▶ _DATA FOR PROCESSING_:
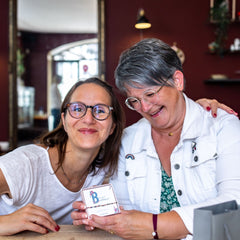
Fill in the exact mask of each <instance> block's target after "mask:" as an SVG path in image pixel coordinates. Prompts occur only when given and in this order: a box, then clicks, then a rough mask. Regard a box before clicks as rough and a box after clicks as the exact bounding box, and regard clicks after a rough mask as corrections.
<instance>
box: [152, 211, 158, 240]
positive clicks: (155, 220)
mask: <svg viewBox="0 0 240 240" xmlns="http://www.w3.org/2000/svg"><path fill="white" fill-rule="evenodd" d="M157 216H158V215H157V214H153V232H152V236H153V239H158V234H157Z"/></svg>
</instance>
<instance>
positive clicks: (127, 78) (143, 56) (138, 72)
mask: <svg viewBox="0 0 240 240" xmlns="http://www.w3.org/2000/svg"><path fill="white" fill-rule="evenodd" d="M176 70H179V71H181V72H183V69H182V64H181V61H180V59H179V58H178V56H177V54H176V52H175V51H174V50H173V49H172V48H171V47H170V46H169V45H168V44H166V43H164V42H163V41H161V40H159V39H156V38H146V39H144V40H142V41H140V42H138V43H136V44H135V45H133V46H132V47H130V48H129V49H127V50H126V51H124V52H123V53H122V54H121V56H120V59H119V63H118V66H117V68H116V70H115V81H116V82H115V83H116V86H117V88H118V89H119V90H120V91H121V92H123V93H126V91H127V89H126V85H128V86H131V87H134V88H139V86H138V85H141V86H157V85H164V86H173V84H174V82H173V79H172V76H173V74H174V72H175V71H176Z"/></svg>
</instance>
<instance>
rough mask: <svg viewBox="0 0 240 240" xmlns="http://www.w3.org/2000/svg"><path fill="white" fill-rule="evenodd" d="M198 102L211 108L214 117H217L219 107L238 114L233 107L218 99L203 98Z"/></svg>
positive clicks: (207, 107) (223, 109)
mask: <svg viewBox="0 0 240 240" xmlns="http://www.w3.org/2000/svg"><path fill="white" fill-rule="evenodd" d="M196 102H197V103H198V104H200V105H201V106H202V107H203V108H204V109H206V110H207V111H210V110H211V112H212V116H213V117H217V109H218V108H221V109H223V110H225V111H226V112H227V113H230V114H234V115H235V116H238V113H236V112H235V111H234V110H233V109H232V108H230V107H228V106H226V105H225V104H223V103H220V102H218V101H217V100H216V99H207V98H201V99H198V100H197V101H196Z"/></svg>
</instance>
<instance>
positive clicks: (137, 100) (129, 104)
mask: <svg viewBox="0 0 240 240" xmlns="http://www.w3.org/2000/svg"><path fill="white" fill-rule="evenodd" d="M164 86H165V85H162V86H160V87H159V89H158V90H156V91H155V90H147V91H146V92H144V93H143V97H142V98H136V97H128V98H127V99H126V100H125V104H126V106H127V107H128V108H129V109H131V110H133V111H138V110H139V109H140V108H141V105H142V102H141V101H142V99H144V94H145V93H147V92H148V91H149V92H150V91H152V93H154V95H155V94H158V93H159V92H160V91H161V89H162V88H163V87H164ZM129 99H135V100H136V101H137V102H138V103H139V104H140V108H138V109H135V108H133V107H132V106H131V104H129V103H128V100H129Z"/></svg>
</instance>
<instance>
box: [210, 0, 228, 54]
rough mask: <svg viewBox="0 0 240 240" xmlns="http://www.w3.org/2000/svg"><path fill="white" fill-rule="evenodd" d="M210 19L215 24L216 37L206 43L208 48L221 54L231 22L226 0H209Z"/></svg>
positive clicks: (215, 32) (218, 53) (224, 44)
mask: <svg viewBox="0 0 240 240" xmlns="http://www.w3.org/2000/svg"><path fill="white" fill-rule="evenodd" d="M210 20H211V22H213V23H215V24H216V30H215V35H216V38H215V41H213V42H211V43H210V44H209V45H208V47H209V50H210V51H211V52H217V53H218V54H220V55H222V54H223V53H224V51H225V41H226V39H227V32H228V26H229V24H230V22H231V18H230V12H229V2H228V0H211V4H210Z"/></svg>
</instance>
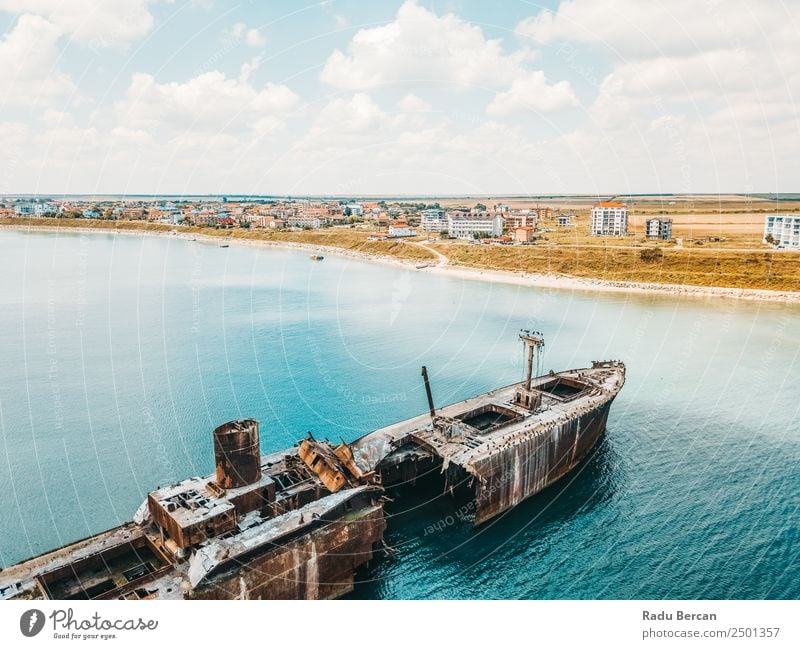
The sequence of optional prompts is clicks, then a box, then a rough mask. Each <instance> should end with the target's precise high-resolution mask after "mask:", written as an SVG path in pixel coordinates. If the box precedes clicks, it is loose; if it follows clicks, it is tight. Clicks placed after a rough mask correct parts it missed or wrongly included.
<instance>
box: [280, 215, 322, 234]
mask: <svg viewBox="0 0 800 649" xmlns="http://www.w3.org/2000/svg"><path fill="white" fill-rule="evenodd" d="M286 225H287V226H288V227H290V228H310V229H311V230H317V229H319V228H321V227H322V221H320V220H319V219H318V218H316V217H314V216H305V215H303V214H295V215H294V216H290V217H288V218H287V219H286Z"/></svg>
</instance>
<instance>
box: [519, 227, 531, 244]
mask: <svg viewBox="0 0 800 649" xmlns="http://www.w3.org/2000/svg"><path fill="white" fill-rule="evenodd" d="M531 241H533V228H532V227H531V226H529V225H525V226H523V227H521V228H515V229H514V242H515V243H530V242H531Z"/></svg>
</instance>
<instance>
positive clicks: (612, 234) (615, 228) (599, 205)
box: [591, 201, 628, 237]
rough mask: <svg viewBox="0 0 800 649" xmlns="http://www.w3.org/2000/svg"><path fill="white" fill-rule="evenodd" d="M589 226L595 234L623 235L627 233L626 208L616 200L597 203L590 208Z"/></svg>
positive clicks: (610, 235) (626, 212)
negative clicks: (591, 219)
mask: <svg viewBox="0 0 800 649" xmlns="http://www.w3.org/2000/svg"><path fill="white" fill-rule="evenodd" d="M591 227H592V229H591V233H592V234H594V235H597V236H608V237H623V236H625V235H626V234H628V208H627V207H625V206H624V205H623V204H622V203H618V202H617V201H605V202H601V203H597V204H596V205H595V206H594V207H593V208H592V226H591Z"/></svg>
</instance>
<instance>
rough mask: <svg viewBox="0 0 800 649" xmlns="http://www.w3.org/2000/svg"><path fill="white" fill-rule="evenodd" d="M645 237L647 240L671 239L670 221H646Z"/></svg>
mask: <svg viewBox="0 0 800 649" xmlns="http://www.w3.org/2000/svg"><path fill="white" fill-rule="evenodd" d="M645 236H646V237H647V238H648V239H672V219H647V221H646V222H645Z"/></svg>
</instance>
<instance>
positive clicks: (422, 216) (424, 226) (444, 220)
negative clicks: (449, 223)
mask: <svg viewBox="0 0 800 649" xmlns="http://www.w3.org/2000/svg"><path fill="white" fill-rule="evenodd" d="M419 217H420V227H422V229H423V230H425V232H444V231H445V230H447V219H446V218H445V216H444V210H440V209H434V208H430V209H427V210H422V211H421V212H420V213H419Z"/></svg>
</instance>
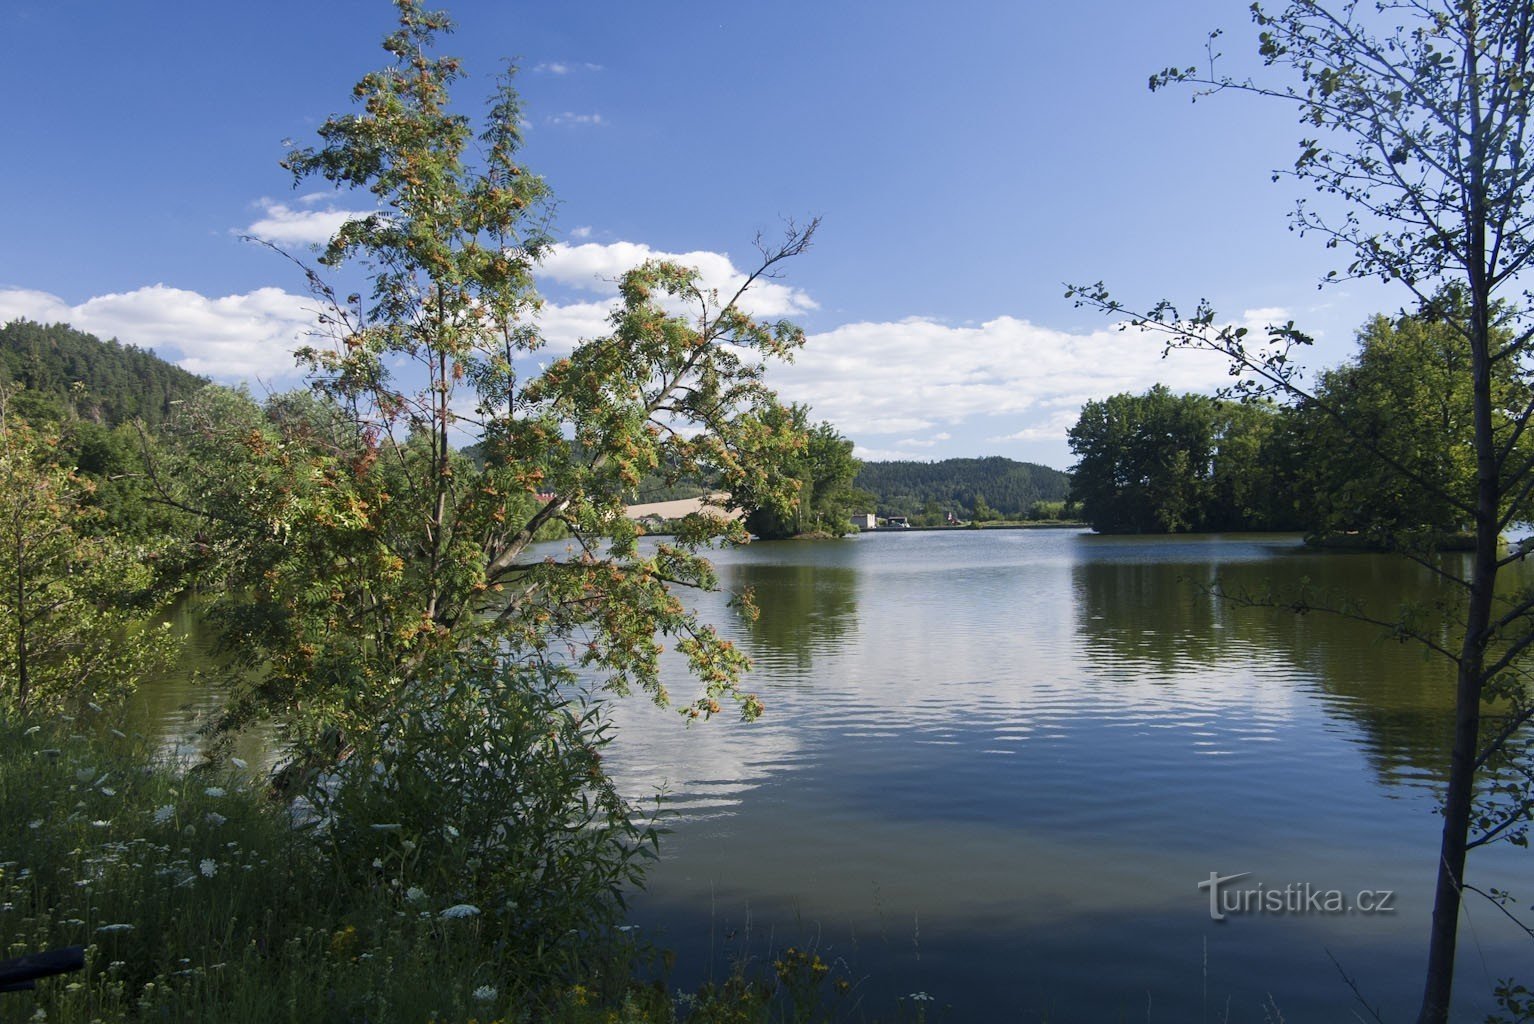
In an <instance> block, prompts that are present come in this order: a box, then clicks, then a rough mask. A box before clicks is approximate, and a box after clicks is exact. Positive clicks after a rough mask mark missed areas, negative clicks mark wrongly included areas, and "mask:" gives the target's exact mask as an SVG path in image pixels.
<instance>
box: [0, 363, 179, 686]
mask: <svg viewBox="0 0 1534 1024" xmlns="http://www.w3.org/2000/svg"><path fill="white" fill-rule="evenodd" d="M6 399H8V394H6V392H5V391H0V707H9V708H17V710H23V711H25V710H34V711H46V713H52V711H81V710H83V708H84V707H87V705H91V704H95V705H98V707H100V705H107V704H114V702H118V701H120V699H121V697H124V696H126V694H127V693H130V691H132V688H133V687H135V685H137V684H138V681H140V679H143V678H144V676H146V674H150V673H153V671H156V670H163V668H164V667H166V665H167V664H169V659H170V658H173V655H175V642H173V641H172V639H170V636H169V625H161V627H143V625H140V621H138V619H140V618H141V615H143V610H141V609H140V607H138V604H140V601H138V598H140V596H141V595H143V592H146V590H147V589H149V586H150V573H149V569H147V567H146V564H144V556H146V553H147V552H146V550H144V549H141V547H140V549H129V547H124V546H121V544H118V543H114V541H112V540H110V538H104V537H101V535H100V533H98V532H97V526H98V521H100V518H101V514H100V510H98V509H94V507H92V506H91V503H89V498H91V491H92V487H91V483H89V481H86V480H83V478H81V477H78V475H77V474H75V472H72V471H71V469H69V468H66V466H61V464H58V463H57V461H55V458H57V455H58V437H57V434H48V432H38V431H34V429H32V428H31V426H28V425H26V423H23V422H21V420H20V418H17V417H15V415H14V414H11V415H8V412H6V408H5V406H6Z"/></svg>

▶ _WHAT YOU ARE ASKED TO DO_:
Nothing beyond a number is expected: count the lines of the material that hold the string "coordinates".

▶ _YOUR SOLUTION_:
2